- [Bacaan yang Diberikan]
Bukan hanya sekadar pentas, saat itu juga komunitas Wiwin berokolaborasi dengan Gereja Kristen Pasundan (GKP). Dalam acaranya, GKP beniat akan mengirimkan beras untuk para warga. Lagi-lagi hasutan itu terdengar ke telinga warga agar tidak menerima beras tersebut.
“Terus kata orang-orang tuh bilang jangan diterima, bisi dikristenisasi,” terang Wiwin. “Mau duduk di kursi yang asalnya mau dipinjemi jadi enggak ada,” lanjutnya.
Bagi Wiwin dirinya sudah kebal dengan tindakan tersebut. Bahkan umpatan verbal yang sering diterimanya seperti ucapan ‘kafir’ sudah terbiasa diterimanya. “Karena udah jadi makanan sehari-hari jadi udah biasa,” ungkapnya.
Merujuk pada data Kementrian Dalam Negeri (Kemendagri) pada tahun 2022 ada 117.412 penduduk Indonesia yang menganut aliran kepercayaan. Jumlah tersebut setara dengan 0,04 persen dari populasi Indonesia sebanyak 227,75 juta jiwa. Hal tersebut menyusut dari tahun 2021 sebanyak 126.515 jiwa.
Sedangkan di Jawa Barat sendiri angka penurunan penghayat kepercayaan sangat besar. Pada tahun 2013 jumlah penghayat kepercayaan mencapai 9.963 orang dan terus mengalami penurunan dari tahun ke tahun. Pada pada tahun 2022 jumlah penghayat semakin menyusut sebanyak 3.264 orang. Sedangkan pada tahun 2023, tercatat kenaikan meski tidak signifikan, menjadi 3.275 orang.

- [Petunjuk Latihan]
Salin seluruh bacaan tentang komunitas Wiwin dan penghayat kepercayaan tanpa mengubah satu kata pun. Baris-baris di bawah ini tidak dibutuhkan untuk latihan ini.

- [Baris yang Disediakan]
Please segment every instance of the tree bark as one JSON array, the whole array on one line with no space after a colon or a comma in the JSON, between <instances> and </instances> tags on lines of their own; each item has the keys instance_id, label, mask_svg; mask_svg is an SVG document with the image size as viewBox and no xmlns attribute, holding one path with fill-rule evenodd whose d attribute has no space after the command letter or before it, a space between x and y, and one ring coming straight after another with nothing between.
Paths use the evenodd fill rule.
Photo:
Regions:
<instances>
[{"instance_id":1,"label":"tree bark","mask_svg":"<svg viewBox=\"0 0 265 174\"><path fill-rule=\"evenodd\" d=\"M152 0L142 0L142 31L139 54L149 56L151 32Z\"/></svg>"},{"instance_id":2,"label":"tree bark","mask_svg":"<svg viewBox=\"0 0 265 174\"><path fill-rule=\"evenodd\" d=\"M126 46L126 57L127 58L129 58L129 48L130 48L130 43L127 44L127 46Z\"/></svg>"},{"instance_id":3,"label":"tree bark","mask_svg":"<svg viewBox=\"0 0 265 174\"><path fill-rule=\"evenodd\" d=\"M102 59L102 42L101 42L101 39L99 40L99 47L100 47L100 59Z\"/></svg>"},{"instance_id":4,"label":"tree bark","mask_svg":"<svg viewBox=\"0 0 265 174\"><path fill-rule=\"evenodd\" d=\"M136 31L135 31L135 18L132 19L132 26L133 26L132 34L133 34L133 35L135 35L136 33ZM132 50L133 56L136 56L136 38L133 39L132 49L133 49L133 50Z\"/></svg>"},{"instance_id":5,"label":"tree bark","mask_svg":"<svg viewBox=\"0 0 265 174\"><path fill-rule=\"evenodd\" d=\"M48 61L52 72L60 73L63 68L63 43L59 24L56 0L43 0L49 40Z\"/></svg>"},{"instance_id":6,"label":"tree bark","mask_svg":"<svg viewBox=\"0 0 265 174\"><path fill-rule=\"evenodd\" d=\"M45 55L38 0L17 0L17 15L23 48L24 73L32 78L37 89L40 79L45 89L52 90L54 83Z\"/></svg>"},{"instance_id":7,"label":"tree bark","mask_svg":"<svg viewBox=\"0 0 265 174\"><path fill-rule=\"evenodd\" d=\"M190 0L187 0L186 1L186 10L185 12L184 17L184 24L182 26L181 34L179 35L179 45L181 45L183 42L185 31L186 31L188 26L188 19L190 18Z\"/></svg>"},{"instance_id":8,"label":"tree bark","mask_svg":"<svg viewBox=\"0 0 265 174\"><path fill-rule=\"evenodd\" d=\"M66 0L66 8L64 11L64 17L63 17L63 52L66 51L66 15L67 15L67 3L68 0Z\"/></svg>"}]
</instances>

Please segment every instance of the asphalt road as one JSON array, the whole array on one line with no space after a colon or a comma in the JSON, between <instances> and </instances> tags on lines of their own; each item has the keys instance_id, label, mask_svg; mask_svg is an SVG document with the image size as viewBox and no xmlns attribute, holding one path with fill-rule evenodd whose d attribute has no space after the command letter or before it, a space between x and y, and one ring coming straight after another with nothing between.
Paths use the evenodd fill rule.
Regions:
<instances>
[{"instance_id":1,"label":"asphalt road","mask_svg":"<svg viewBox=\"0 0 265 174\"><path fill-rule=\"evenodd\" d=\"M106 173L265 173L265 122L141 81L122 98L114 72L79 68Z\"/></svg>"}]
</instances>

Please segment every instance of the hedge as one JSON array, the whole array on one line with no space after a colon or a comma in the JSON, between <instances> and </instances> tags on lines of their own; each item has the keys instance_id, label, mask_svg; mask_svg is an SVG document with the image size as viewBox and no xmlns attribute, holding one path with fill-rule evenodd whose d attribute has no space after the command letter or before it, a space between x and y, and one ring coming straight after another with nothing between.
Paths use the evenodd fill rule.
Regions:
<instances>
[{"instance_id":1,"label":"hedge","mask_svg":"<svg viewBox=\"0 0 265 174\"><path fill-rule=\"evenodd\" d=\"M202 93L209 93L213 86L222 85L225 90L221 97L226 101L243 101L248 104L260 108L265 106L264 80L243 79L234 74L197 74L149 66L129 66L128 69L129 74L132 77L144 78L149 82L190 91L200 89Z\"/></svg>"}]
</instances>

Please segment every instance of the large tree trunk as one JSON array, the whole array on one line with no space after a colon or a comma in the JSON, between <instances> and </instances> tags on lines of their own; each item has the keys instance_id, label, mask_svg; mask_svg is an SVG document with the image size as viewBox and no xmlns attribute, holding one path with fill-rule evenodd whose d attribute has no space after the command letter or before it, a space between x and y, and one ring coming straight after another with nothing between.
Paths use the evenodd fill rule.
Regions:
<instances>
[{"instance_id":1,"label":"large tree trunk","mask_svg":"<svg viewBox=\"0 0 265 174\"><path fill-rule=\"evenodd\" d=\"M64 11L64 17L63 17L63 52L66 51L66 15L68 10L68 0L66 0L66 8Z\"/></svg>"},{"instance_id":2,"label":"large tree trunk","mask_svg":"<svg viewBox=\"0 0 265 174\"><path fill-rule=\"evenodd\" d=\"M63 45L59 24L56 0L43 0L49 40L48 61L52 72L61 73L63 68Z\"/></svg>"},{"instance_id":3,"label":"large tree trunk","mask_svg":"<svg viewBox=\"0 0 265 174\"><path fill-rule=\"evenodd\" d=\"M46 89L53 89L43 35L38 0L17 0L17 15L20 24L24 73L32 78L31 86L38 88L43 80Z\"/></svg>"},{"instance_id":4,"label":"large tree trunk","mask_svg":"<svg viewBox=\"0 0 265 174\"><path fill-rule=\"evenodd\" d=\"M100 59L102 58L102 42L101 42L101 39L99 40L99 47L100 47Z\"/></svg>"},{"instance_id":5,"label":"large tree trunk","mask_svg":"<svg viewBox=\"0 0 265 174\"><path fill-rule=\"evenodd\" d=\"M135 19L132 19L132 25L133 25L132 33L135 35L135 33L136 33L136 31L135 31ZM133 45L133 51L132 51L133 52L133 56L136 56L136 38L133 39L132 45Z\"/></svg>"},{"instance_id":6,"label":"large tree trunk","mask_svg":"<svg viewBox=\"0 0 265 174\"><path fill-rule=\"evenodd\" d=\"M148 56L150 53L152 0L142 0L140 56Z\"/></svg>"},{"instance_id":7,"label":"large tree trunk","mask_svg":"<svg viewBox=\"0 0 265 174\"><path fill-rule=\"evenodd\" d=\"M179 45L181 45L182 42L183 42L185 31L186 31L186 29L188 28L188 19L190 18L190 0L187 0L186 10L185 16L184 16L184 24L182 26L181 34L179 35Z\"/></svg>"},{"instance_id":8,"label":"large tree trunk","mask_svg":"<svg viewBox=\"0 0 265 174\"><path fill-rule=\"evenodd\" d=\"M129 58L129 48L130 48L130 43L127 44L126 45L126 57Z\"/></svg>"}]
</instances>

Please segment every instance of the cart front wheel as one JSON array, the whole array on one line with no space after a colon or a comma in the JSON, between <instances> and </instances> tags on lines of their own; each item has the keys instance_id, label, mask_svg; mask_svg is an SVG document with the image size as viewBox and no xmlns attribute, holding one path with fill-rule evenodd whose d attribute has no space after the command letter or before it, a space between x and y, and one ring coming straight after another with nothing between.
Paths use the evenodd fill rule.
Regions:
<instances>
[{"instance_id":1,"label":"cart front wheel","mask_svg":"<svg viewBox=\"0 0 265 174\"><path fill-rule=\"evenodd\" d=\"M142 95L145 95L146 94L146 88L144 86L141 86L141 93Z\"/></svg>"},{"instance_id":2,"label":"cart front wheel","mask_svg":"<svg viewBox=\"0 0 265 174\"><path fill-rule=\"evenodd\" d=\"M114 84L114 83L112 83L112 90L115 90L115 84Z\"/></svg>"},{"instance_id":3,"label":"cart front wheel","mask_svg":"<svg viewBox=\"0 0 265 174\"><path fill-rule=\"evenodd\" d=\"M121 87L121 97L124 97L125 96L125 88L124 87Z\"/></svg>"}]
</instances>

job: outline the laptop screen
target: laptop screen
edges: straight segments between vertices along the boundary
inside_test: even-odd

- [Hasil Latihan]
Bukan hanya sekadar pentas, saat itu juga komunitas Wiwin berokolaborasi dengan Gereja Kristen Pasundan (GKP). Dalam acaranya, GKP beniat akan mengirimkan beras untuk para warga. Lagi-lagi hasutan itu terdengar ke telinga warga agar tidak menerima beras tersebut.
“Terus kata orang-orang tuh bilang jangan diterima, bisi dikristenisasi,” terang Wiwin. “Mau duduk di kursi yang asalnya mau dipinjemi jadi enggak ada,” lanjutnya.
Bagi Wiwin dirinya sudah kebal dengan tindakan tersebut. Bahkan umpatan verbal yang sering diterimanya seperti ucapan ‘kafir’ sudah terbiasa diterimanya. “Karena udah jadi makanan sehari-hari jadi udah biasa,” ungkapnya.
Merujuk pada data Kementrian Dalam Negeri (Kemendagri) pada tahun 2022 ada 117.412 penduduk Indonesia yang menganut aliran kepercayaan. Jumlah tersebut setara dengan 0,04 persen dari populasi Indonesia sebanyak 227,75 juta jiwa. Hal tersebut menyusut dari tahun 2021 sebanyak 126.515 jiwa.
Sedangkan di Jawa Barat sendiri angka penurunan penghayat kepercayaan sangat besar. Pada tahun 2013 jumlah penghayat kepercayaan mencapai 9.963 orang dan terus mengalami penurunan dari tahun ke tahun. Pada pada tahun 2022 jumlah penghayat semakin menyusut sebanyak 3.264 orang. Sedangkan pada tahun 2023, tercatat kenaikan meski tidak signifikan, menjadi 3.275 orang.